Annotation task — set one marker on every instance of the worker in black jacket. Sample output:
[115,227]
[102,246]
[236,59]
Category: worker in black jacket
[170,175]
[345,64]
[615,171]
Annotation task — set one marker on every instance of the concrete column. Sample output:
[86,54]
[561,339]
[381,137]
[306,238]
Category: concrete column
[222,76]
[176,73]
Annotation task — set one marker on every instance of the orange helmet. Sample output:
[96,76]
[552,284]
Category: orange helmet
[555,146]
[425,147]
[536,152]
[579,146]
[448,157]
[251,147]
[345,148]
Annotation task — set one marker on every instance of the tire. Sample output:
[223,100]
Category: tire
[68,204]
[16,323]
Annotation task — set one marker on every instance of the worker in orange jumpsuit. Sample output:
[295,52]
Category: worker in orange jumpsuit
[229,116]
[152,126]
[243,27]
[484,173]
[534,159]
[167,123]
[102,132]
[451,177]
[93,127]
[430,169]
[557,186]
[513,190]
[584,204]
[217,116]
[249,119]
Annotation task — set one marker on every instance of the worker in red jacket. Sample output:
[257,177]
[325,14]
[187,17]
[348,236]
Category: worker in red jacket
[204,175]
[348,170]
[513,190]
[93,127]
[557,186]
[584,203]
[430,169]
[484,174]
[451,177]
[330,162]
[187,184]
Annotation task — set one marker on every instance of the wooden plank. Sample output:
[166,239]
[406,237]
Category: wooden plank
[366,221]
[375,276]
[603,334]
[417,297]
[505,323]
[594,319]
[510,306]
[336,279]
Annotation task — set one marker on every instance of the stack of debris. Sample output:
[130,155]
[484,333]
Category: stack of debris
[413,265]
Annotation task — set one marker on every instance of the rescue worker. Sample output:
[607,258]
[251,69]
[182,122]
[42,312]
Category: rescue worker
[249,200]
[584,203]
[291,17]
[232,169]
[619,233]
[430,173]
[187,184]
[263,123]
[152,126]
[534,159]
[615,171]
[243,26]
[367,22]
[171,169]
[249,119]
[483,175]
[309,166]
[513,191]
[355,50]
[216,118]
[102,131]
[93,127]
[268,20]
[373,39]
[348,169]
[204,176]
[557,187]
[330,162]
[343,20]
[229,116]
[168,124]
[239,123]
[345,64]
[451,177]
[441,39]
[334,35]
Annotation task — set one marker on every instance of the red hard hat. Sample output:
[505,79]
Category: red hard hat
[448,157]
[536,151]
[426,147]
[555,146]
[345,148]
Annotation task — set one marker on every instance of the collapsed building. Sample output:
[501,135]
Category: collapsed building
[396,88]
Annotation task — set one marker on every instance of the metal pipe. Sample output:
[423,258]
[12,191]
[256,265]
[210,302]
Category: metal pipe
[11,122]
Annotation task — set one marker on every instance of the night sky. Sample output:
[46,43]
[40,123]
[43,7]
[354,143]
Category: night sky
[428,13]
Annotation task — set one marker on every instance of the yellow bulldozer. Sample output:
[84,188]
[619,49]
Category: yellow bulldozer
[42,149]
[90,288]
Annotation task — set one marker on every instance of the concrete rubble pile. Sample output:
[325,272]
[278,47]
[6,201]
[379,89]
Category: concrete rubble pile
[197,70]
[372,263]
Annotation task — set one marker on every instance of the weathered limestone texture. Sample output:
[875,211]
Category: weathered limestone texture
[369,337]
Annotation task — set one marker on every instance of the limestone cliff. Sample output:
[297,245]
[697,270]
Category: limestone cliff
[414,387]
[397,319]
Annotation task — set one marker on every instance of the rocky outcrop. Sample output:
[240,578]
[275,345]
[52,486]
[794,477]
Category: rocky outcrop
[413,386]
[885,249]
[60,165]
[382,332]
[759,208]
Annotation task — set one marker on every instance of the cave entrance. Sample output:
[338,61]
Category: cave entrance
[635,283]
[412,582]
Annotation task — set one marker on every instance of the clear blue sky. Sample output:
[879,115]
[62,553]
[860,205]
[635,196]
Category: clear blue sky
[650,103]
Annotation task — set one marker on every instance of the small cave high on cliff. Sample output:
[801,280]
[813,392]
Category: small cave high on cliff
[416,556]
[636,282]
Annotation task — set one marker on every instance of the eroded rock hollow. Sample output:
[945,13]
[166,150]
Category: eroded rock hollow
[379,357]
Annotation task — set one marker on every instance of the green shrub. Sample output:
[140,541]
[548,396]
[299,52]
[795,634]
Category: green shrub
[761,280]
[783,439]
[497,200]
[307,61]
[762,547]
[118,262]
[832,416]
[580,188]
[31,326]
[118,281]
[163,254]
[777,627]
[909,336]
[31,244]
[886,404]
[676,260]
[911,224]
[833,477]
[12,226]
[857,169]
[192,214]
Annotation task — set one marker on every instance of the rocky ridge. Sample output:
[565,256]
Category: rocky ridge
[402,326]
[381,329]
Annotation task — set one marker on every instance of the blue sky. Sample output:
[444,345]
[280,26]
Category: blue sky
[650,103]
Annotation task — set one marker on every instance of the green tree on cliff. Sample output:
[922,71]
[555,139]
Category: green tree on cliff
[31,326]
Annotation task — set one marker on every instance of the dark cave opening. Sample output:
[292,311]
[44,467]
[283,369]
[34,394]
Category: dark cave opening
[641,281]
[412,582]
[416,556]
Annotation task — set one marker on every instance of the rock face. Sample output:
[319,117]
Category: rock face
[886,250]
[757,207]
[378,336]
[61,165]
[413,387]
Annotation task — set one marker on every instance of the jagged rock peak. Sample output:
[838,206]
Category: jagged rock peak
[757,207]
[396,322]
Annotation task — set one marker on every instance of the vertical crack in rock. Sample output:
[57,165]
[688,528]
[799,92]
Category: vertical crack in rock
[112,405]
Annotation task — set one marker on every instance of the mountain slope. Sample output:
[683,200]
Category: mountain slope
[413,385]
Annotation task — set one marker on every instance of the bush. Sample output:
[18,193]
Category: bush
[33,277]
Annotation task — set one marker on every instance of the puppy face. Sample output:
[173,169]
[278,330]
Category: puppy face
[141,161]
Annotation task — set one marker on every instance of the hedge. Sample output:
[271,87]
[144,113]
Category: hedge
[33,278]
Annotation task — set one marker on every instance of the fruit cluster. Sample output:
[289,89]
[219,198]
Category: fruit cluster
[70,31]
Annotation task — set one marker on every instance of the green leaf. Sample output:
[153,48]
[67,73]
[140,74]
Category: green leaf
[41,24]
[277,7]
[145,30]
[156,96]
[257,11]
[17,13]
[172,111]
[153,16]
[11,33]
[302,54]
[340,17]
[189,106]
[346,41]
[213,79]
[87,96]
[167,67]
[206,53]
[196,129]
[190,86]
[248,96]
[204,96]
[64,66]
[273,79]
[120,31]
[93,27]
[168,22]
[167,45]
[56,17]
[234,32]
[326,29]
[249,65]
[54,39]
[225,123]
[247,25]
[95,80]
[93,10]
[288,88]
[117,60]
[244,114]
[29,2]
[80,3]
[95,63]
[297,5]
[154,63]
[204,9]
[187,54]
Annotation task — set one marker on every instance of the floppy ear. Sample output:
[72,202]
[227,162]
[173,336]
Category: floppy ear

====

▶ What you have to do: Quote the entire listing above exactly.

▶ Solution for this task:
Annotation task — set one marker on every instance of the worker in black jacket. Sample output:
[115,227]
[102,246]
[236,59]
Category: worker in black jacket
[170,175]
[345,64]
[615,171]
Annotation task — set one marker on every instance of the concrete column. Sample output:
[86,54]
[561,339]
[381,137]
[306,238]
Category: concrete column
[222,76]
[176,73]
Annotation task — set one marker on every instance of the orange helmet. Sample output:
[96,76]
[552,284]
Category: orange helmet
[555,146]
[425,147]
[536,152]
[579,146]
[448,157]
[251,147]
[345,148]
Annotation task — set one marker on every instance of the tire. Sample output:
[223,100]
Category: tire
[68,204]
[16,323]
Annotation task — set one marker on every instance of the worker in orange jumpsuit. Sample output:
[295,52]
Category: worker in orange jumpsuit
[229,116]
[152,126]
[243,27]
[484,173]
[534,159]
[167,123]
[102,132]
[451,177]
[93,127]
[430,169]
[557,186]
[513,190]
[584,204]
[217,116]
[249,119]
Annotation task — set one marker on every instance of the worker in red jacket. Sample output:
[257,177]
[325,14]
[187,17]
[348,236]
Category: worker in red jacket
[204,175]
[348,170]
[513,190]
[93,127]
[557,186]
[584,203]
[430,169]
[484,174]
[451,177]
[330,162]
[187,184]
Annotation task — set one marker on every instance of the wooden plank. Sample output:
[166,239]
[406,237]
Category: wooden plank
[366,221]
[375,276]
[603,334]
[417,297]
[505,323]
[594,319]
[510,306]
[336,279]
Annotation task — set one marker on every instance of the stack of debris. Sample output:
[130,155]
[484,333]
Category: stack of debris
[413,265]
Annotation task — set one marker on every instance of the rescue worker. Sample output:
[607,258]
[251,69]
[182,122]
[42,312]
Category: rescue worker
[249,200]
[584,203]
[291,17]
[232,169]
[619,233]
[430,173]
[187,184]
[263,123]
[152,126]
[534,159]
[615,171]
[243,26]
[367,22]
[171,169]
[249,119]
[483,175]
[309,166]
[513,191]
[355,50]
[216,118]
[102,131]
[93,127]
[268,20]
[373,39]
[348,169]
[204,176]
[557,187]
[330,162]
[343,20]
[229,116]
[168,124]
[239,123]
[345,64]
[451,177]
[441,39]
[334,35]
Annotation task — set one marker on every instance of the red hard hat. Sample output:
[505,79]
Category: red hard hat
[448,157]
[536,151]
[426,147]
[555,146]
[345,148]
Annotation task — set one marker on every instance of the collapsed building. Sample output:
[501,135]
Category: collapsed building
[396,88]
Annotation task — set one marker on every instance of the metal pipe. Sample output:
[423,258]
[12,191]
[256,265]
[210,302]
Category: metal pipe
[11,122]
Annotation task — set one marker on every instance of the night sky. Sample output:
[46,43]
[40,123]
[43,7]
[354,143]
Category: night sky
[428,13]
Annotation task — set one marker on every instance of the yellow bulldozer. Sample output:
[84,188]
[619,49]
Category: yellow bulldozer
[42,149]
[90,288]
Annotation task — set one marker on every instance of the concrete rubble pile. Sample output:
[325,272]
[278,47]
[6,201]
[379,89]
Category: concrete rubble pile
[197,70]
[372,263]
Annotation task — set one marker on every instance of the weathered limestone texture. Sample output:
[875,211]
Category: weathered limestone texture
[369,337]
Annotation task — set one marker on every instance of the limestone cliff. Sample output:
[297,245]
[697,270]
Category: limestone cliff
[414,387]
[397,319]
Annotation task — set one marker on every instance of the rocky outcrop. Sample output:
[240,578]
[275,345]
[52,486]
[794,477]
Category: rocky outcrop
[413,386]
[885,249]
[60,165]
[382,332]
[759,208]
Annotation task — set one marker on every instance of the cave entrance. Sample output:
[338,61]
Category: cave entrance
[635,283]
[412,582]
Annotation task — set one marker on every instance of the clear blue sky. Sample output:
[879,115]
[62,553]
[860,205]
[635,196]
Category: clear blue sky
[650,103]
Annotation task — set one marker on every instance of the small cave high on cliff. Sample output:
[801,280]
[813,392]
Category: small cave high on cliff
[416,556]
[636,282]
Annotation task — set one marker on every instance of the eroded rock hollow. Sample output:
[945,13]
[166,150]
Category: eroded rock hollow
[379,357]
Annotation task — set one marker on every instance of the green shrub. Sample output:
[140,541]
[548,396]
[299,52]
[795,634]
Category: green shrub
[761,280]
[783,439]
[497,200]
[307,61]
[762,547]
[118,262]
[832,416]
[580,188]
[31,326]
[118,281]
[163,254]
[777,627]
[909,336]
[31,244]
[886,404]
[676,260]
[911,224]
[833,477]
[12,226]
[857,169]
[192,214]
Annotation task — set one marker on every instance of the rocky ridge. Sample output:
[565,256]
Category: rocky ridge
[402,326]
[381,329]
Annotation task — set one marker on every instance of the blue sky. Sample output:
[444,345]
[280,26]
Category: blue sky
[650,103]
Annotation task — set one marker on every instance of the green tree on cliff. Sample output:
[922,71]
[555,139]
Category: green tree on cliff
[31,326]
Annotation task — set one marker on every instance of the dark cave opening. Sample output:
[292,311]
[44,467]
[283,369]
[34,394]
Category: dark cave opening
[641,281]
[412,582]
[416,556]
Annotation task — set one marker on every instance of the rock face. Sample output:
[319,117]
Category: rock face
[886,250]
[757,207]
[378,336]
[61,165]
[413,387]
Annotation task — set one marker on every instance of the jagged rock peak. Sample output:
[838,206]
Category: jagged rock peak
[757,207]
[396,322]
Annotation task — set one marker on every instance of the vertical crack in rock. Sample output:
[57,165]
[688,528]
[799,92]
Category: vertical crack in rock
[112,405]
Annotation task — set one marker on every instance of the mountain slope. Sample output:
[683,200]
Category: mountain slope
[413,385]
Annotation task — set one marker on every instance of the bush. Sample output:
[18,193]
Category: bush
[33,277]
Annotation task — set one marker on every instance of the puppy face. Sample output:
[173,169]
[278,330]
Category: puppy face
[141,161]
Annotation task — set one marker on every instance of the hedge. Sample output:
[271,87]
[144,113]
Category: hedge
[33,278]
Annotation task — set one marker on every instance of the fruit cluster. Sample output:
[289,89]
[219,198]
Category: fruit cluster
[70,31]
Annotation task — set one marker on every instance of the green leaf. Sample output:
[153,48]
[67,73]
[140,74]
Category: green leaf
[41,24]
[277,7]
[145,30]
[156,96]
[257,11]
[17,13]
[172,111]
[153,16]
[11,33]
[302,54]
[340,17]
[189,106]
[346,41]
[213,79]
[87,96]
[167,67]
[206,53]
[196,129]
[190,86]
[248,96]
[204,96]
[64,66]
[273,79]
[120,31]
[93,27]
[168,22]
[167,45]
[56,17]
[234,32]
[326,29]
[249,65]
[54,39]
[225,123]
[247,25]
[95,80]
[93,10]
[288,88]
[117,60]
[244,114]
[29,2]
[80,3]
[95,63]
[297,5]
[154,63]
[204,9]
[187,54]
Annotation task — set one marker on every instance of the floppy ear. Sample output:
[72,202]
[227,162]
[173,336]
Category: floppy ear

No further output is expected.